■ Selected passage
Opinion
14-23-00654-CR
10-10-2024
On Appeal from the 155th District Court Austin County, Texas Trial Court Cause No. 2018R-0008
Panel consists of Jewell, Bourliot, and Wilson, Justices.
ABATEMENT ORDER
PER CURIAM
Appellant Saralyn Ann Proschko pled "guilty" and was convicted of the felony offense of aggravated sexual assault of a child under six years of age. On appeal, appellant asserts in a single issue that she received ineffective assistance of counsel because her trial counsel allowed and advised her to withdraw her speedy trial complaints after four years had elapsed between the time she filed her original speedy trial motion and the time she withdrew it.
The State has argued on appeal that this court should dismiss this appeal and that appellant waived her right to appeal as to all speedy-trial related complaints. In its certification under Texas Rule of Appellate Procedure 25.2(a)(2), the trial court added handwritten text to the pre-printed form and certified that this case "[i]s a plea bargain case, and the defendant has NO right of appeal as to guilt/innocence conviction [sic]. The defendant retains the right to appeal as to sentencing." Thus, the trial court certified that appellant has no right of appeal as to guilt/innocence but that appellant has the right of appeal as to punishment.
This court has an obligation to review the record and determine whether the trial court's Rule 25.2(a)(2) certification is defective. See Jones v. State, 488 S.W.3d 801, 805 (Tex. Crim. App. 2016). Even though a certification may be correct in form, if the certification is contrary to the appellate record, the certification is defective. See id.; Dears v. State, 154 S.W.3d 610, 614 (Tex. Crim. App. 2005). Thus, we must review the appellate record and determine whether the trial court's Rule 25.2(a)(2) certification is contrary to the record and thus defective. See Jones, 488 S.W.3d at 805.

■ Problem to solve
Condense the paragraph of the abatement order above that begins "The State has argued on appeal" into a short bulleted list that keeps its main facts.

■ Supplied material
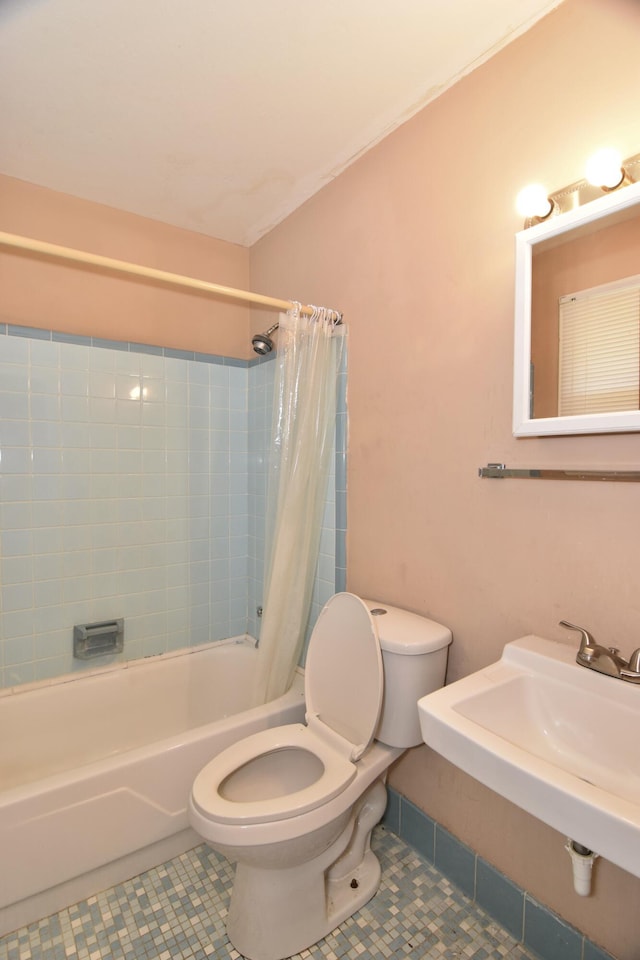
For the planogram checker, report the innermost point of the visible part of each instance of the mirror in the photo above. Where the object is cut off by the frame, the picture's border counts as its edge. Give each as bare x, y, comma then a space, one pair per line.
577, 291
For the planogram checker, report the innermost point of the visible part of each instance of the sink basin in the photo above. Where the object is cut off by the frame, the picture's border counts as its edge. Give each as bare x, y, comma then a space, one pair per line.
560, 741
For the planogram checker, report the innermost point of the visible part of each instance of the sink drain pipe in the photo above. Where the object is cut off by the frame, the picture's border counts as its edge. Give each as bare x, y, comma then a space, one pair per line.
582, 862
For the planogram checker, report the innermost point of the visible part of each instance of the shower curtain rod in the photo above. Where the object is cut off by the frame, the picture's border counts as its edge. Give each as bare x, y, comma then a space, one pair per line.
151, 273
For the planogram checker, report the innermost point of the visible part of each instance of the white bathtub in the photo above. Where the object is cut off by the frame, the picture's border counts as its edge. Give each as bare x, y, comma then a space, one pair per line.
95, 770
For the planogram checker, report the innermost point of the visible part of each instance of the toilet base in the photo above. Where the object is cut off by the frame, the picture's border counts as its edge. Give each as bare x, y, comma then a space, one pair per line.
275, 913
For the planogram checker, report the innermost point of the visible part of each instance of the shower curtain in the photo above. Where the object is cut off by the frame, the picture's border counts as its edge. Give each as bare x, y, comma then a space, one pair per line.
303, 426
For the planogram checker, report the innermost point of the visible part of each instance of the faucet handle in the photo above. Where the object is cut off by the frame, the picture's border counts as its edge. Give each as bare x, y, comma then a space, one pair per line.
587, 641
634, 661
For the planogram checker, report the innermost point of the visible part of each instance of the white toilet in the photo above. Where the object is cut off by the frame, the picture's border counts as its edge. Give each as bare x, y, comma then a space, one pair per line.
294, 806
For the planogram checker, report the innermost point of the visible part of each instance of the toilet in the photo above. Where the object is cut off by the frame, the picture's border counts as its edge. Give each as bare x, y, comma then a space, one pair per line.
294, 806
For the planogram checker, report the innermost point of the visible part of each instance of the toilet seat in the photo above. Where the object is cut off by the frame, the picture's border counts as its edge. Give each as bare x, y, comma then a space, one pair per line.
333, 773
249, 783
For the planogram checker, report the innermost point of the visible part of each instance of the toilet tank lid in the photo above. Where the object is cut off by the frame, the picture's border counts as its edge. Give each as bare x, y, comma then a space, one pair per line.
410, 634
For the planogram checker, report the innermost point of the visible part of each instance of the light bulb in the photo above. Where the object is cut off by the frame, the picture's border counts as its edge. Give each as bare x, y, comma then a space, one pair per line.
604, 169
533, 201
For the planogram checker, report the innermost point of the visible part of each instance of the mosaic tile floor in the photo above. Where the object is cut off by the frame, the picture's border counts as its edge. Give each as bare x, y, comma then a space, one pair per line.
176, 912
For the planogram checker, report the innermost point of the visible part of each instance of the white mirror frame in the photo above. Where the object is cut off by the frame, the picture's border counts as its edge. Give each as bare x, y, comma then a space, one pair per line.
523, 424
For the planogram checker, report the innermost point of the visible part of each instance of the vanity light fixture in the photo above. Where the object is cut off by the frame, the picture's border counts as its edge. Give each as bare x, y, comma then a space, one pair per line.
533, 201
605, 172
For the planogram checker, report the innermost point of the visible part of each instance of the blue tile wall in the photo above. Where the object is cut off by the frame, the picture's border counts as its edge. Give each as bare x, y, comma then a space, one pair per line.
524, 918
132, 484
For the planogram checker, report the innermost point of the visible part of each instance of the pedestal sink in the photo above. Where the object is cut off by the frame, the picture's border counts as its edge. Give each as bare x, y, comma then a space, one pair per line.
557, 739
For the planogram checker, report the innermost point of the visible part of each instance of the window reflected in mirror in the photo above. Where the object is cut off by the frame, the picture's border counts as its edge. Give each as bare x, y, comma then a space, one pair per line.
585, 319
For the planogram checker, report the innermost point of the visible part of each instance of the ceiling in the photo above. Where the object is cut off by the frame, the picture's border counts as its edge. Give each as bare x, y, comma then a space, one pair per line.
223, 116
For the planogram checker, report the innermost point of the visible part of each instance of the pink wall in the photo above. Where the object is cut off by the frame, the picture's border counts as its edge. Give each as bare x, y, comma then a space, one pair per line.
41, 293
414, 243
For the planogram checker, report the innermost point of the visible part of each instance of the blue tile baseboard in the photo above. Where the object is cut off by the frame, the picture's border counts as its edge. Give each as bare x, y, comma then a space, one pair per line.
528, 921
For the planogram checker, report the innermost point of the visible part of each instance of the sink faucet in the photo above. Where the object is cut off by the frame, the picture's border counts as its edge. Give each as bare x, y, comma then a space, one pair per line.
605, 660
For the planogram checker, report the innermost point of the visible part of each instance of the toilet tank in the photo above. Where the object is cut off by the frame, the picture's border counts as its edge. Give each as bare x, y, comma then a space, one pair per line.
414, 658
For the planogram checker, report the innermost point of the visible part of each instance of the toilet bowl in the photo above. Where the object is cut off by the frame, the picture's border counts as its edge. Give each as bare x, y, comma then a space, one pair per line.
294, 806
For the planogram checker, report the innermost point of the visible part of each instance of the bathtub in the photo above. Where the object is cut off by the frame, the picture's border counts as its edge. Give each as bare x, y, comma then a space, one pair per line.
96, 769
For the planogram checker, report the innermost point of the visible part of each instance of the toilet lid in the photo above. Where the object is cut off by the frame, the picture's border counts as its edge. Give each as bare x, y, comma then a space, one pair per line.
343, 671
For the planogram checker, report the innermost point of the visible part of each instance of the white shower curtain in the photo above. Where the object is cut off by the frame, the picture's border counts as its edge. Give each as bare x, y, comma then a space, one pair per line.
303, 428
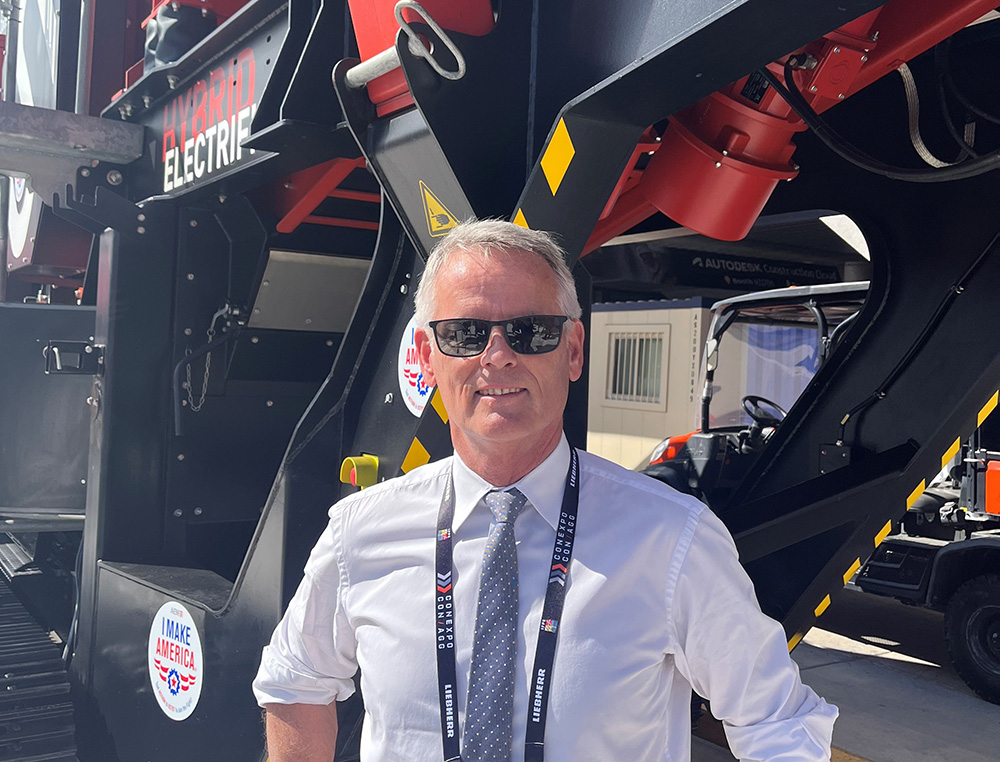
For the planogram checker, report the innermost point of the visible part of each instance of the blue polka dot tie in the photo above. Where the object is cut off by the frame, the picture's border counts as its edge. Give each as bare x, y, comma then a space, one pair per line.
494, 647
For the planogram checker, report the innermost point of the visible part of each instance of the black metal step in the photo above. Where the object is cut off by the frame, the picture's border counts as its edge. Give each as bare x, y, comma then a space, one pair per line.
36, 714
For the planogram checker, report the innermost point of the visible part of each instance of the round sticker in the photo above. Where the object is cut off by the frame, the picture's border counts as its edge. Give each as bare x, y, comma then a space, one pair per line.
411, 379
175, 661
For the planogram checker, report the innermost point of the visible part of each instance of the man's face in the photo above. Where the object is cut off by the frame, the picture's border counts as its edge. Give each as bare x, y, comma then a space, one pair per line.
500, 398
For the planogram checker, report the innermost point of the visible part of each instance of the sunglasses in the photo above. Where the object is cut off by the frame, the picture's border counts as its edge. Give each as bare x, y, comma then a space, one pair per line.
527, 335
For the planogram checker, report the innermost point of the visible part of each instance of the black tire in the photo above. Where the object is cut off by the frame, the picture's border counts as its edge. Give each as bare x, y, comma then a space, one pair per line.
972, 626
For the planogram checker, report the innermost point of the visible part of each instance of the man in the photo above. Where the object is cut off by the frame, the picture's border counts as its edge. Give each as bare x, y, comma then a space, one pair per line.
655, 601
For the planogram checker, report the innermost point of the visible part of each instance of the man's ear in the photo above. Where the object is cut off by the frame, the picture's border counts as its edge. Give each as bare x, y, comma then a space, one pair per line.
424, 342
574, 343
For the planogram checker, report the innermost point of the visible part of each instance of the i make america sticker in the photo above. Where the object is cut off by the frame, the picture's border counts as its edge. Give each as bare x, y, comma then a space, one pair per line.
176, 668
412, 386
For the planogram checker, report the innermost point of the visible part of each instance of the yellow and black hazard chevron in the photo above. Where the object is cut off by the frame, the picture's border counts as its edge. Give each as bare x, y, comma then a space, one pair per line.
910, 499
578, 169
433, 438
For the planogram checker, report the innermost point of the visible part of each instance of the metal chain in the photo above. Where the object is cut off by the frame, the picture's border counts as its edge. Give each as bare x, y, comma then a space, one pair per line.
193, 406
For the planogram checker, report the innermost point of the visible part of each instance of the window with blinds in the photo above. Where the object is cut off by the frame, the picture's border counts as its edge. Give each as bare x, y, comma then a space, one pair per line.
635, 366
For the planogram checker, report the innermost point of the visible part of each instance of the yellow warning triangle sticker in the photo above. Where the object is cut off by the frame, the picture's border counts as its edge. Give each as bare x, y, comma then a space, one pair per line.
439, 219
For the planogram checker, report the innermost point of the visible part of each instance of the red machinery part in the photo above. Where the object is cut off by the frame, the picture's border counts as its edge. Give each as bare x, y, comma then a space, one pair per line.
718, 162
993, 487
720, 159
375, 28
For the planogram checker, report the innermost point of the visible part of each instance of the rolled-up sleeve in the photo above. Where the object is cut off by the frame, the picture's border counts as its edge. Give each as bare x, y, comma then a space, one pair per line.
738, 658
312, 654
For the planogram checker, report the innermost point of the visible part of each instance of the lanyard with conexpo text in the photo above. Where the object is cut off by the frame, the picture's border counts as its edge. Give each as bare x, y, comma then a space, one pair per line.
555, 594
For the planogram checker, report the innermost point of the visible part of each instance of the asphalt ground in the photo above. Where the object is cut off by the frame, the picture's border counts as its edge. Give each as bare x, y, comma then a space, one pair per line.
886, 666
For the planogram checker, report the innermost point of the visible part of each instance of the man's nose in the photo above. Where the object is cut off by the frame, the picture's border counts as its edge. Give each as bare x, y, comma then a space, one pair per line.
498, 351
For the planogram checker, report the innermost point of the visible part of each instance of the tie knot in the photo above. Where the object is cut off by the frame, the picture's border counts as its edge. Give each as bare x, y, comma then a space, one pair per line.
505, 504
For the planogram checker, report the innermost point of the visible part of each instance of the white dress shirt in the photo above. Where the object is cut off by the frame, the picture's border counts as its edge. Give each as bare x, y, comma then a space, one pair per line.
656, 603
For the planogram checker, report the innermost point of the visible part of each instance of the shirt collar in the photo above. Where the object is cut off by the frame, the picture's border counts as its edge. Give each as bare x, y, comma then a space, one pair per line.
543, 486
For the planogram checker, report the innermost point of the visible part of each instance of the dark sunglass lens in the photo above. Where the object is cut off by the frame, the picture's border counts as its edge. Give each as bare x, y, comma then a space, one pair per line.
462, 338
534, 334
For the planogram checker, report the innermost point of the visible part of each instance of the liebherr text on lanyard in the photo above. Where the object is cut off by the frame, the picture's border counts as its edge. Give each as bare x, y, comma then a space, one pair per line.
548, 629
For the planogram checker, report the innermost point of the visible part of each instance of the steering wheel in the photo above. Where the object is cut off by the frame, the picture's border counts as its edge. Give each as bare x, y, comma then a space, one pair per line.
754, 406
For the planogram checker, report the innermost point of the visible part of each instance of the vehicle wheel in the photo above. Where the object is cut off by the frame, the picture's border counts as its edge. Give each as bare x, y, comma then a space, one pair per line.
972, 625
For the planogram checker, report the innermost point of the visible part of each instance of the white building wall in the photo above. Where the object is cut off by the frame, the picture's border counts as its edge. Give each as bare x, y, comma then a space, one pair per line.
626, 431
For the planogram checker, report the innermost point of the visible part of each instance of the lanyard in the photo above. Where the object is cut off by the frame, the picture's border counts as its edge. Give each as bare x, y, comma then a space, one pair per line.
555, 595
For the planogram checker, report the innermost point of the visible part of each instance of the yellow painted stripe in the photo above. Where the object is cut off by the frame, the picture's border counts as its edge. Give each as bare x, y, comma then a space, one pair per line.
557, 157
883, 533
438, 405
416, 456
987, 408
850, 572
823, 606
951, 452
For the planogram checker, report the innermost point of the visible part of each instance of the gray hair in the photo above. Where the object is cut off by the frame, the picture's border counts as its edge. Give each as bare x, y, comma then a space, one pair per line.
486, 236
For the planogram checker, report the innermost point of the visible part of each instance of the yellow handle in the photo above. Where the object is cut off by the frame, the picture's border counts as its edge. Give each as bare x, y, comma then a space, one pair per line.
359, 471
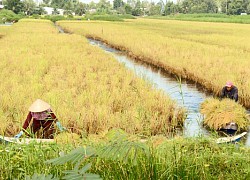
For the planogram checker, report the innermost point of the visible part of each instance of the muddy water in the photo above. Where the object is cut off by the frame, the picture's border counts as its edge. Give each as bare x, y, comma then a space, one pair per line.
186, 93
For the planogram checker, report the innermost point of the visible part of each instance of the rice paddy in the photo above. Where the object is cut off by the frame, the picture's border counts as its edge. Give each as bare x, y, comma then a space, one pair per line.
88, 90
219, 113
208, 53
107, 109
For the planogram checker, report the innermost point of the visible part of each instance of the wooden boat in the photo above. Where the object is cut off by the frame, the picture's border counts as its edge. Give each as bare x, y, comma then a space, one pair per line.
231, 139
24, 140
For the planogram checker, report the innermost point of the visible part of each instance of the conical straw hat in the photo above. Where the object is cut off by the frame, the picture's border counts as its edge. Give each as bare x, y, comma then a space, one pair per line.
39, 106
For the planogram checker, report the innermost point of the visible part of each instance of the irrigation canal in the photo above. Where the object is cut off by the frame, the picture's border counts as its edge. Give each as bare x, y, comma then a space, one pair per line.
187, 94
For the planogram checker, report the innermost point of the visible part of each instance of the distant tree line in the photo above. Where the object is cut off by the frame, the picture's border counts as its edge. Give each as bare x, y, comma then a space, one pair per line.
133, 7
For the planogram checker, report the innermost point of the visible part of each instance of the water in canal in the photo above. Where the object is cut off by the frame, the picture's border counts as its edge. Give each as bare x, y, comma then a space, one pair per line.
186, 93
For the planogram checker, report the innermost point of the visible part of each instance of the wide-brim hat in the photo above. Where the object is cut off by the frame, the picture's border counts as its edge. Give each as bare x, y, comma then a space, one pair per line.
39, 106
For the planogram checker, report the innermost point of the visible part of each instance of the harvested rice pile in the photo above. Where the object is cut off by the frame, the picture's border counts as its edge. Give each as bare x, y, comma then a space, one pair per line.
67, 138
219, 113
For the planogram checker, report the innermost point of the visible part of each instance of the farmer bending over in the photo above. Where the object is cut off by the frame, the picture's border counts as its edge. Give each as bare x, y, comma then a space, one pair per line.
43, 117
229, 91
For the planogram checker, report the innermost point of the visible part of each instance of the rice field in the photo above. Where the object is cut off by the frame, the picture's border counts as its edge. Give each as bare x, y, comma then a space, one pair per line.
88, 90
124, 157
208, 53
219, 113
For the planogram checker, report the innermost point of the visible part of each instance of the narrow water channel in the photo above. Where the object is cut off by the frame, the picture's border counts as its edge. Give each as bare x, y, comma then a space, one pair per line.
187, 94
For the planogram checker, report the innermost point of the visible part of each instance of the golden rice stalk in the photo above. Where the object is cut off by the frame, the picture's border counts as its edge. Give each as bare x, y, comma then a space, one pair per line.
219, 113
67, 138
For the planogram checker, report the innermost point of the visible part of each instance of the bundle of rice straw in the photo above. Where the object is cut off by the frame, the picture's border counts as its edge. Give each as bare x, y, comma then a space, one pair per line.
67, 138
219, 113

■ Full response
- The State argues that the court should dismiss the appeal and that appellant waived her right to appeal all speedy-trial complaints.
- In its Rule 25.2(a)(2) certification, the trial court handwrote on the pre-printed form that this is a plea bargain case.
- The trial court certified that appellant has no right of appeal as to guilt/innocence but keeps the right to appeal as to sentencing (punishment).